• [Task] Nothing but the lines from the first line of the entries through the line with "Target: red tassel" should appear in the answer, transcribed exactly and free of pictures.

• [Extracted records]
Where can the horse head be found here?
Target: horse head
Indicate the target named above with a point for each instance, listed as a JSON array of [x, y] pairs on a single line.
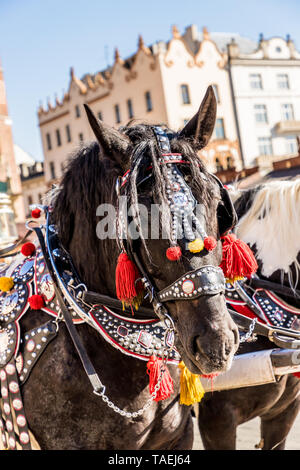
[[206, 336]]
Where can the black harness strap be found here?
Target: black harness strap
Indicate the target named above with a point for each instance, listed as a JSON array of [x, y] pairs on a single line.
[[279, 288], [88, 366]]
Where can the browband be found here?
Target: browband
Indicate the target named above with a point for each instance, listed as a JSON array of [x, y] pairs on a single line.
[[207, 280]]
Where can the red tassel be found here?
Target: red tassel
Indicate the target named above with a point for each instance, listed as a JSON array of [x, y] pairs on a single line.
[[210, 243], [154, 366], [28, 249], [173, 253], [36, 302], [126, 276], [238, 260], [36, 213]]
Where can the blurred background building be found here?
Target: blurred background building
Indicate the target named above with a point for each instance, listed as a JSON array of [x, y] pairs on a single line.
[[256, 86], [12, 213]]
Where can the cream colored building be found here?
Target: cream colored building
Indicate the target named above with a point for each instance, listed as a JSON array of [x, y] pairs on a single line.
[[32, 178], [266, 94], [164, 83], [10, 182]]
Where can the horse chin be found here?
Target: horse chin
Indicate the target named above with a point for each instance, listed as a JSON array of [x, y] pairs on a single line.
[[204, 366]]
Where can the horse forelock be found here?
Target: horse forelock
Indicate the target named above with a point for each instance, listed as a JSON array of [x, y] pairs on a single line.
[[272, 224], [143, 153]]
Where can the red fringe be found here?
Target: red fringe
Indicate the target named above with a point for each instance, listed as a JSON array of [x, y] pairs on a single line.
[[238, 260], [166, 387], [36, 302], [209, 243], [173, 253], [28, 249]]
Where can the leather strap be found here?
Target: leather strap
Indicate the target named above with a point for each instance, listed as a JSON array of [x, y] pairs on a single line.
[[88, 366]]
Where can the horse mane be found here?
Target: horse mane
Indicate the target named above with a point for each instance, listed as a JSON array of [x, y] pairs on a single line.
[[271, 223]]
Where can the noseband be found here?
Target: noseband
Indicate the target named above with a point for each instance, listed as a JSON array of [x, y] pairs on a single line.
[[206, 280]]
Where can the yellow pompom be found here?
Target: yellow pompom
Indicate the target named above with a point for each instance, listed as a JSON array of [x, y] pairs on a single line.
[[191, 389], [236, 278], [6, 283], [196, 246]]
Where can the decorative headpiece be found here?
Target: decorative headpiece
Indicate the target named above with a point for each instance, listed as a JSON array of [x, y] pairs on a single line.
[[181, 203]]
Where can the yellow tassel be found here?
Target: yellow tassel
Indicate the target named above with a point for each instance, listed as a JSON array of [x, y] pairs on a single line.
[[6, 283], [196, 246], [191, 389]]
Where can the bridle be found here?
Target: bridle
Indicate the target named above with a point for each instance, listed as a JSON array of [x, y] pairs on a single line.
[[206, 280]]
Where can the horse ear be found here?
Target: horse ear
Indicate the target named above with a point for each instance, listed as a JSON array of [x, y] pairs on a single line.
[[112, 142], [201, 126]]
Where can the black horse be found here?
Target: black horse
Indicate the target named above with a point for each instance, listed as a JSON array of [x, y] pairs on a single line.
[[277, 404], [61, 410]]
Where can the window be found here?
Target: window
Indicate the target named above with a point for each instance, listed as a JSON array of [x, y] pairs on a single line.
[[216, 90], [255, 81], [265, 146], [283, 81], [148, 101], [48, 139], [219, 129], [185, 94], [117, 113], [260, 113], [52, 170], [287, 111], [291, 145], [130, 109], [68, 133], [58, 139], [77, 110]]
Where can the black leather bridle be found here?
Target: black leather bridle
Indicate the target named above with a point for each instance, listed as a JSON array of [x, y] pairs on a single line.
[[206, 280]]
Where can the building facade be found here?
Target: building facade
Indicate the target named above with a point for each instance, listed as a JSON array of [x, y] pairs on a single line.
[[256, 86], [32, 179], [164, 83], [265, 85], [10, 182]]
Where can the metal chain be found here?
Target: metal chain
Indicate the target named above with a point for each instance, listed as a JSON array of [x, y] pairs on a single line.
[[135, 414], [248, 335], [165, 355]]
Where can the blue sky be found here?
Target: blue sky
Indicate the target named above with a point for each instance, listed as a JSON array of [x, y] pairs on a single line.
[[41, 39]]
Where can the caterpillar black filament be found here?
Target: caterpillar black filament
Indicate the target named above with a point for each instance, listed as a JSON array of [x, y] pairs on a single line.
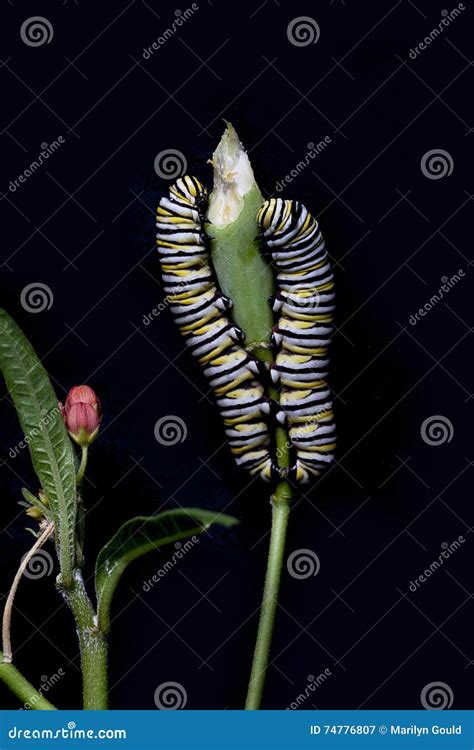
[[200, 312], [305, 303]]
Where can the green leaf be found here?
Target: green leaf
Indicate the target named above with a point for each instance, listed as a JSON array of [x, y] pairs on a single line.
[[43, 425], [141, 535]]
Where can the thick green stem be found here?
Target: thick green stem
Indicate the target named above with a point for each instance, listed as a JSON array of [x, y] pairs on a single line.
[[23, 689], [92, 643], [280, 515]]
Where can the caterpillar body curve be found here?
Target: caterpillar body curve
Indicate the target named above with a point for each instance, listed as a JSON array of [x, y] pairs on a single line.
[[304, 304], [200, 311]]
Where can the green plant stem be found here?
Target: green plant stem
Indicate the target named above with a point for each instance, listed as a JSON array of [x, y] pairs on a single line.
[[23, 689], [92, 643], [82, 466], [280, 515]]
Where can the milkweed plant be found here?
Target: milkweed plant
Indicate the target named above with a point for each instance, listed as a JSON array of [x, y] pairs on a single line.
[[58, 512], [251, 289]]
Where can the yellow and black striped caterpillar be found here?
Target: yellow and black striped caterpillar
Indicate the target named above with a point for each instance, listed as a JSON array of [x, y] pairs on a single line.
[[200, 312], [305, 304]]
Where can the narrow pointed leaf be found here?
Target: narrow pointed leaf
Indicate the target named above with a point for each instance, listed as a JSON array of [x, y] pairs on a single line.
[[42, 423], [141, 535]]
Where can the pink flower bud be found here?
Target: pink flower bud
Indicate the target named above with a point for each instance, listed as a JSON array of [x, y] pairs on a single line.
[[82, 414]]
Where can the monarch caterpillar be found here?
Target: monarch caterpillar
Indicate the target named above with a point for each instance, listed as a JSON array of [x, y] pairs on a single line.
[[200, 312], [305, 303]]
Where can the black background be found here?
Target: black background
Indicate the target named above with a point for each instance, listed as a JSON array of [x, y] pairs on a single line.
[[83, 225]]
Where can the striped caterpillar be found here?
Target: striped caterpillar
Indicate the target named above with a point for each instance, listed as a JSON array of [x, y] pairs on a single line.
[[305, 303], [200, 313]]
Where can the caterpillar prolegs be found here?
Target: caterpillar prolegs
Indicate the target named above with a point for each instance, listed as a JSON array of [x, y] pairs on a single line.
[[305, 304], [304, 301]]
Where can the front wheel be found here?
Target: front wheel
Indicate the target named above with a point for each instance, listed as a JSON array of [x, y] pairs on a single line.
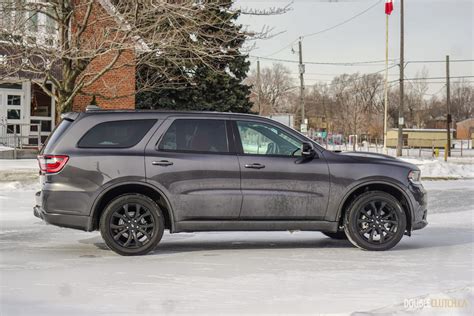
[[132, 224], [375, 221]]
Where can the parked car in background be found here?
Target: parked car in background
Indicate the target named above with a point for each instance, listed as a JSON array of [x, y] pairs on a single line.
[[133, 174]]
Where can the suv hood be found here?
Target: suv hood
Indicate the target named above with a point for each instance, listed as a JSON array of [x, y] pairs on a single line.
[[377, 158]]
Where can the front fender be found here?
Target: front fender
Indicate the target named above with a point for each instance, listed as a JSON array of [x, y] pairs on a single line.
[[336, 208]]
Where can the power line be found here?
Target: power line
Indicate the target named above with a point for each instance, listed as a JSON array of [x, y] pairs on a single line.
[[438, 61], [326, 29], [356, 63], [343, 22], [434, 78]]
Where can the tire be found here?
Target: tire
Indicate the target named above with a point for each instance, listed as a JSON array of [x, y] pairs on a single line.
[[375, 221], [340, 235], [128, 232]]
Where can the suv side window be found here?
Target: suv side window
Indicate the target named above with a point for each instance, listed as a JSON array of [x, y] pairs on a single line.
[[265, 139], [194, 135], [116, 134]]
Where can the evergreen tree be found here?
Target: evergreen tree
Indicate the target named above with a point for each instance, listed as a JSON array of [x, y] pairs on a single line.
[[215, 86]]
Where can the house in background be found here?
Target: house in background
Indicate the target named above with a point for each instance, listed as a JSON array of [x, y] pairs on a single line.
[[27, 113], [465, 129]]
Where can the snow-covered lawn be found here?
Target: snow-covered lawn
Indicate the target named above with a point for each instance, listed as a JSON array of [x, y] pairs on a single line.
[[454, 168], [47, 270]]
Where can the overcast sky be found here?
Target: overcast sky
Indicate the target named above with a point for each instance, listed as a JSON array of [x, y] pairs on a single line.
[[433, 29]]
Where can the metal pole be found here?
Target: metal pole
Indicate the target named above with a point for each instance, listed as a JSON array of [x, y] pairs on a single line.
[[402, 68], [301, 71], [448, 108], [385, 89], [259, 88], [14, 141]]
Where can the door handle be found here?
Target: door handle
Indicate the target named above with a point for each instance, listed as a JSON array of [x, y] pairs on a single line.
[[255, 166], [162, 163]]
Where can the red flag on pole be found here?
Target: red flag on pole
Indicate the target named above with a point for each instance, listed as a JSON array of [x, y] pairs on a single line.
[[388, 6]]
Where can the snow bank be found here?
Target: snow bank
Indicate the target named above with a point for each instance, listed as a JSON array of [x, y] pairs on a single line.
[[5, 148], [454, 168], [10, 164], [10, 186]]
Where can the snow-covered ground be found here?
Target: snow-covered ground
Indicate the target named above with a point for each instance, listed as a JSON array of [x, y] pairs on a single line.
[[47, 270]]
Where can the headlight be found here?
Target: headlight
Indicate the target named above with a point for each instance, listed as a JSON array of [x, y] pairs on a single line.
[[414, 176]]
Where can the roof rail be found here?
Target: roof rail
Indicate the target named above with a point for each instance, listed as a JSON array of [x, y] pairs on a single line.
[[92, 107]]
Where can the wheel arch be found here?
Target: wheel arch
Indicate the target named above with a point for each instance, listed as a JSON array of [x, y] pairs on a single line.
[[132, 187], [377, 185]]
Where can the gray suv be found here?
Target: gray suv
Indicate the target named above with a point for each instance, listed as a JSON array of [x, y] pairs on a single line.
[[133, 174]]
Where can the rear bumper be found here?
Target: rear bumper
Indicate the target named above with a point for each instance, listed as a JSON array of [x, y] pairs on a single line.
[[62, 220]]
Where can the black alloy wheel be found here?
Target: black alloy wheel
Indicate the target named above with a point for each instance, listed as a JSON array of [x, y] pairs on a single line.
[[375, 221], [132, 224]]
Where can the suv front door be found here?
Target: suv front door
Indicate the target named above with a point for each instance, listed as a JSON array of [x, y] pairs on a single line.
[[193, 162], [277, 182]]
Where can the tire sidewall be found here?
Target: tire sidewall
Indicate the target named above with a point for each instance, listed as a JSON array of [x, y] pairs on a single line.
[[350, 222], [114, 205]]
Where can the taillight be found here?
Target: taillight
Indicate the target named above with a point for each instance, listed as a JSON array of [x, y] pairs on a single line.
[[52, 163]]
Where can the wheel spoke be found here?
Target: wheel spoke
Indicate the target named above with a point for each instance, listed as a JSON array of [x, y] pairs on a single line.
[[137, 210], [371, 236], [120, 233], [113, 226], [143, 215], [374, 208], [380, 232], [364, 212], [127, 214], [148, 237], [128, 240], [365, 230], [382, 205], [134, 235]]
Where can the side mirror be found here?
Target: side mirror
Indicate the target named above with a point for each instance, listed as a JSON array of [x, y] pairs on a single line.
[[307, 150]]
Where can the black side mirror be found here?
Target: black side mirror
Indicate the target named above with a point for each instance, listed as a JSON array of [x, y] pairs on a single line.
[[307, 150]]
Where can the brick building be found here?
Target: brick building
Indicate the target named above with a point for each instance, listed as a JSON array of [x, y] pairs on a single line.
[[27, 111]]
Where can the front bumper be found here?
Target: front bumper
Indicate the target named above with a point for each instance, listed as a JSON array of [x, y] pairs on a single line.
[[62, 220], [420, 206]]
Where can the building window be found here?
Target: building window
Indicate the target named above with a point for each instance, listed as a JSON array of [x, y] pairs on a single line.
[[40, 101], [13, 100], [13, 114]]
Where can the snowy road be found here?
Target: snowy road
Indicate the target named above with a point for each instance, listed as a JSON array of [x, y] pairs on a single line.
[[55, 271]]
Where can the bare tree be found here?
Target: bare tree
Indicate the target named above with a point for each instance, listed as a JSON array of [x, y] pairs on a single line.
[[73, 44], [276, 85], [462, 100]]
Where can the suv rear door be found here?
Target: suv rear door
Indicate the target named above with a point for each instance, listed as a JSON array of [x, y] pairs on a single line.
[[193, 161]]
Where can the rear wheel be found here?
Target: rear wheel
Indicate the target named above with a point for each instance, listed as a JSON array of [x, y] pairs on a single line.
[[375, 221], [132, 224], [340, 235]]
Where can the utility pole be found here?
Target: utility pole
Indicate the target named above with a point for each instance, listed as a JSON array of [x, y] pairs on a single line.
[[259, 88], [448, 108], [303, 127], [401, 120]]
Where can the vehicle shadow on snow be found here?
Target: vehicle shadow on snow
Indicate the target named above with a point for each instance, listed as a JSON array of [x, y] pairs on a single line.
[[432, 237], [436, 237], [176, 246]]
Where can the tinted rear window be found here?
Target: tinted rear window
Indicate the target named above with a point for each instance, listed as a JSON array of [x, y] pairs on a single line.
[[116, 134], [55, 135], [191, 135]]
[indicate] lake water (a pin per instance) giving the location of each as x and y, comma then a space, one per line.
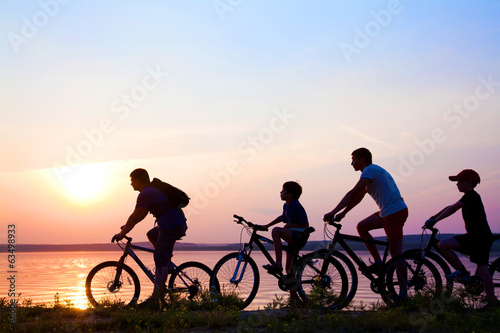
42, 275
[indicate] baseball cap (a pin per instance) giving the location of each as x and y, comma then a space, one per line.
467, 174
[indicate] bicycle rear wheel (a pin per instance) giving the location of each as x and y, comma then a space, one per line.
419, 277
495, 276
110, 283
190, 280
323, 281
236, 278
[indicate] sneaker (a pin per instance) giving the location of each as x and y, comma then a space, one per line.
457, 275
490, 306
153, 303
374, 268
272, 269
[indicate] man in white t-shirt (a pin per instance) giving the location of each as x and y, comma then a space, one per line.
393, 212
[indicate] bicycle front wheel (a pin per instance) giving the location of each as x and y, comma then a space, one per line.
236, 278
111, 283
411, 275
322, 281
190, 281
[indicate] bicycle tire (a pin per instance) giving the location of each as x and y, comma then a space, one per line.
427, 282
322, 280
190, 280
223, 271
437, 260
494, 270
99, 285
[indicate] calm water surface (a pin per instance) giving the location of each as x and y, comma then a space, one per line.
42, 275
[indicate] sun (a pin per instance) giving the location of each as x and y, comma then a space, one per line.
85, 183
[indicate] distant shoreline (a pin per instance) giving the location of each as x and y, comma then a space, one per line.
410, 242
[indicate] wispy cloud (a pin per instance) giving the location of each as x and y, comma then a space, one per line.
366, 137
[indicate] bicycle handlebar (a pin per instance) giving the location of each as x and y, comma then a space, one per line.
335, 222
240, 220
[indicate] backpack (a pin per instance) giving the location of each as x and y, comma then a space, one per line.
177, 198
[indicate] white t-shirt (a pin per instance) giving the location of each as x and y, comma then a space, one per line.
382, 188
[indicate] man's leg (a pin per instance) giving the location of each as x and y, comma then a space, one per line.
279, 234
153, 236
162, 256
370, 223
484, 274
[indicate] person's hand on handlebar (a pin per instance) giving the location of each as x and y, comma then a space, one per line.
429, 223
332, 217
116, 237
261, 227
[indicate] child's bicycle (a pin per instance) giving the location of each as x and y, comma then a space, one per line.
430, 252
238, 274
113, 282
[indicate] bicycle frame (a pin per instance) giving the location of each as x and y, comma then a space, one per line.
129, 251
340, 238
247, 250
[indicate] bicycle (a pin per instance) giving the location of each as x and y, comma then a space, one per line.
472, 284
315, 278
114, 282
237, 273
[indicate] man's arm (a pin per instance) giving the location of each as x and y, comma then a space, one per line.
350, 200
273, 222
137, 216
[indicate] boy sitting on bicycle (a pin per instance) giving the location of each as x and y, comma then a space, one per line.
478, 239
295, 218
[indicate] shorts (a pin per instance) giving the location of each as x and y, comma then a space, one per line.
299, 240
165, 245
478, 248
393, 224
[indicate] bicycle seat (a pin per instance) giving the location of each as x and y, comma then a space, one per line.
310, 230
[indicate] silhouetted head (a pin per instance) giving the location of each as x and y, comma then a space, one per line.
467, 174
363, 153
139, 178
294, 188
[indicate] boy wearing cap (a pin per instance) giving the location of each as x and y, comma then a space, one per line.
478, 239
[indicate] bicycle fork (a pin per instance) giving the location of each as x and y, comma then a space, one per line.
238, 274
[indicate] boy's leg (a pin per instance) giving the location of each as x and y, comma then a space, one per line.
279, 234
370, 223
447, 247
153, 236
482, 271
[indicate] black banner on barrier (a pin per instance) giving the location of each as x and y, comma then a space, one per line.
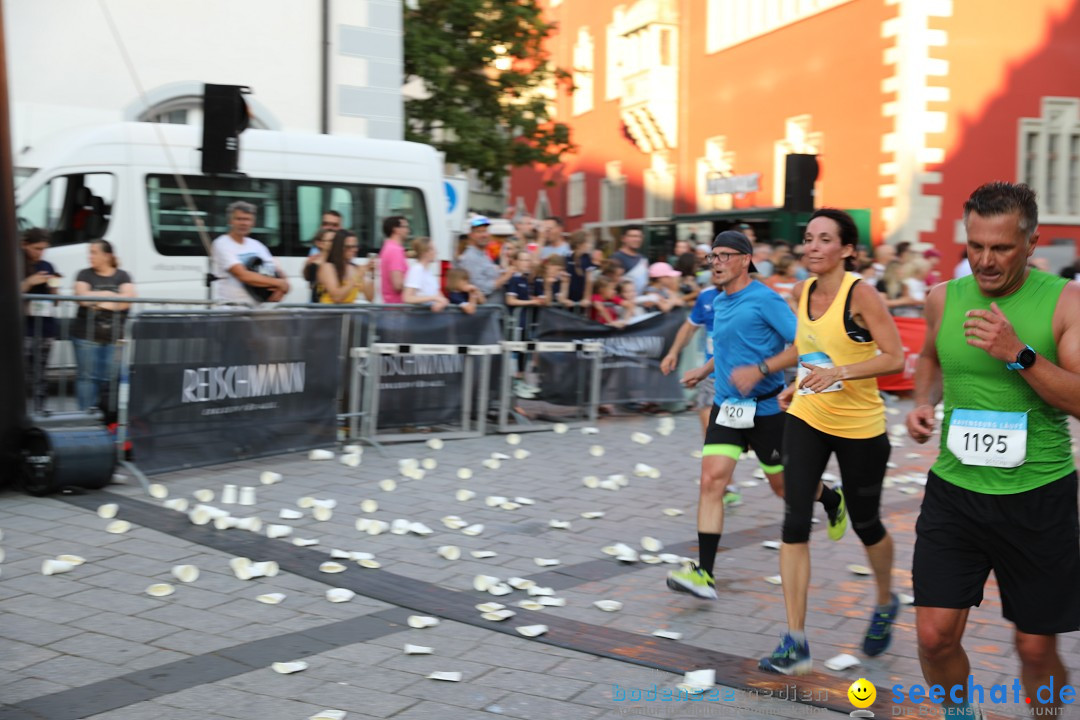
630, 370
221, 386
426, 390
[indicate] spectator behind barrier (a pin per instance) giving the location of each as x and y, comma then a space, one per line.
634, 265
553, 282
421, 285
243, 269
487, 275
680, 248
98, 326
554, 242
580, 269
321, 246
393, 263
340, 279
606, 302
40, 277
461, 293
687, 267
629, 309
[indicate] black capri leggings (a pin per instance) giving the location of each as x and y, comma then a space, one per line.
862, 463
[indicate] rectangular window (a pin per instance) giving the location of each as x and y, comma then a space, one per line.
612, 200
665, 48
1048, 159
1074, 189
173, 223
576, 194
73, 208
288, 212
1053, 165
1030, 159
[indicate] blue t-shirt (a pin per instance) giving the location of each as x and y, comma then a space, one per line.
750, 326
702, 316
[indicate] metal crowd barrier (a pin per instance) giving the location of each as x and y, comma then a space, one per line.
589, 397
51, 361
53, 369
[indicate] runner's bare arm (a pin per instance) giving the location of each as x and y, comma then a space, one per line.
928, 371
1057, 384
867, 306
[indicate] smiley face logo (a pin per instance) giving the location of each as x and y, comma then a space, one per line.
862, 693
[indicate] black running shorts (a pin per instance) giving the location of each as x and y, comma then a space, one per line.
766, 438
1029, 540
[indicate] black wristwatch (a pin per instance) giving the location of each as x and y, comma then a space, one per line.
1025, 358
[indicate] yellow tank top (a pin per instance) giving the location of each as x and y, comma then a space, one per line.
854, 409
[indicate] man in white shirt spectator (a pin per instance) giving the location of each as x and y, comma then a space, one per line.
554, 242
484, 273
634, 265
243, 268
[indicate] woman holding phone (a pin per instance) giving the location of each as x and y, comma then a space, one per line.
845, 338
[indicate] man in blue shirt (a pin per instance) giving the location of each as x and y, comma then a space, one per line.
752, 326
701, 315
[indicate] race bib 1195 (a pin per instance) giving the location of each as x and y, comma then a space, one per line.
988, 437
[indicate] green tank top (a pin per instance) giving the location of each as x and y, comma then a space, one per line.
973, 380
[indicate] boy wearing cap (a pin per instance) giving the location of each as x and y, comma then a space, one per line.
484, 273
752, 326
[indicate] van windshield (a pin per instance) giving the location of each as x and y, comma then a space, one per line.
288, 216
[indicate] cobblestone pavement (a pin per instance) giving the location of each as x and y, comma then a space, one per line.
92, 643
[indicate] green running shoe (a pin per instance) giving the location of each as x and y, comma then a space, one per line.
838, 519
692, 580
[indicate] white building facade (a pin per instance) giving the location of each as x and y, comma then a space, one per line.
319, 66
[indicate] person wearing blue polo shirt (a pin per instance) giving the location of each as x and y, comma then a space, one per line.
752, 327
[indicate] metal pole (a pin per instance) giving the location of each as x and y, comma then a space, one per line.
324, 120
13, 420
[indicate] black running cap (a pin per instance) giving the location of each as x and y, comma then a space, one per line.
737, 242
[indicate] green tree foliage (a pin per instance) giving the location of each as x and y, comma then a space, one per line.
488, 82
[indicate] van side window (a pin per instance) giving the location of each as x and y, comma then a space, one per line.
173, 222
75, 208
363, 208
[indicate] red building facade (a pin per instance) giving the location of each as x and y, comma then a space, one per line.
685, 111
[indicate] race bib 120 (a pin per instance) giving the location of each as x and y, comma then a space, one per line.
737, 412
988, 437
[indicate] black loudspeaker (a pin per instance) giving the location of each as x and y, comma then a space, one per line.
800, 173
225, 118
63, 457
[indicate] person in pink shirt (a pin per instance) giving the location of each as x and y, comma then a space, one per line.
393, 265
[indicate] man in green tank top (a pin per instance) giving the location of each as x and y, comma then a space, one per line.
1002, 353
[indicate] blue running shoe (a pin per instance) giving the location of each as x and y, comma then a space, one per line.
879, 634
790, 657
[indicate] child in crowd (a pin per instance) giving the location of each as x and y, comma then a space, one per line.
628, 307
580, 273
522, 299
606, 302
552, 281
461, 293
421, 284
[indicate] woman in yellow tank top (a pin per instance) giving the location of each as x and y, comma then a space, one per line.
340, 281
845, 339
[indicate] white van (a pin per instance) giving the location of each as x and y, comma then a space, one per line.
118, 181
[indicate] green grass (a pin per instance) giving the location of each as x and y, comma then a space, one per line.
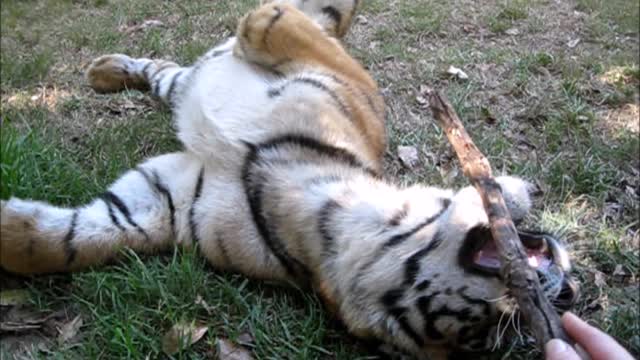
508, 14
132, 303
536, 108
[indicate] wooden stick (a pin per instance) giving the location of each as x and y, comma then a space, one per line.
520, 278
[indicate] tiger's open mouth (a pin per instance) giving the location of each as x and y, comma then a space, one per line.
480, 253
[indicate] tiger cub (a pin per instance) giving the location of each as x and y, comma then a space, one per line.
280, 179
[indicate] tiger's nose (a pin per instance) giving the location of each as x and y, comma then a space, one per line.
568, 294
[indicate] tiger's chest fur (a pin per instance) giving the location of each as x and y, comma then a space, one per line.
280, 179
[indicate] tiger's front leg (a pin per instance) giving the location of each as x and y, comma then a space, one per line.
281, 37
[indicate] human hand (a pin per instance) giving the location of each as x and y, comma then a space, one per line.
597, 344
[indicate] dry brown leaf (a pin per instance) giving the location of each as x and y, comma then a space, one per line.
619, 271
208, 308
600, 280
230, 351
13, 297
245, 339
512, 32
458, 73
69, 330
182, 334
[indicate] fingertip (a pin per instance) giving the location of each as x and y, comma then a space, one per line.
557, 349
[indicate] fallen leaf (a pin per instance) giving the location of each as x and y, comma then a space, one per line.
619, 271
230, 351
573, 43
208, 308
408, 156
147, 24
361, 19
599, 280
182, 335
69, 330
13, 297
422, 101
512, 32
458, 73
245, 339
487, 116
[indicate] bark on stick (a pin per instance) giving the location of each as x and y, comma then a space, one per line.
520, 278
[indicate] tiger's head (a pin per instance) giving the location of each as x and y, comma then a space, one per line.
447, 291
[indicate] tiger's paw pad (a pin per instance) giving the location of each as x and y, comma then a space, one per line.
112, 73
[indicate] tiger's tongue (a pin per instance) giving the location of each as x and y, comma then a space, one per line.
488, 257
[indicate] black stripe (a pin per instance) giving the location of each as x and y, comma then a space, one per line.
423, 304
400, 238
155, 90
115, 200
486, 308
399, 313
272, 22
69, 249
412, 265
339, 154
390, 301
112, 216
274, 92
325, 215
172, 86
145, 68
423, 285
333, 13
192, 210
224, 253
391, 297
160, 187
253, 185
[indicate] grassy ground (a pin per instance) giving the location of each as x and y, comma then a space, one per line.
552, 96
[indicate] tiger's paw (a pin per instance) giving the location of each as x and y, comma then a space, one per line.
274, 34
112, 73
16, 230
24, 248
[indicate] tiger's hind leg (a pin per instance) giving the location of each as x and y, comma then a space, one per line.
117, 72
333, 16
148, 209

• [Answer box]
Where can the horse head be found here?
Target: horse head
Indicate the target named above with a point for each instance, listed as a JSON array of [x, y] pairs on a single line.
[[206, 336]]
Where can the black harness strap be found here?
Target: black harness strap
Indicate the target named above with a point for each instance, listed as a JSON array of [x, y] pairs on a single line.
[[279, 288], [88, 366]]
Where can the browband be found here?
Target: browband
Indicate the target named above with a point for each instance, listed as a JSON array of [x, y] pairs on a single line.
[[207, 280]]
Where can the red tassel be found here?
Target: red tassel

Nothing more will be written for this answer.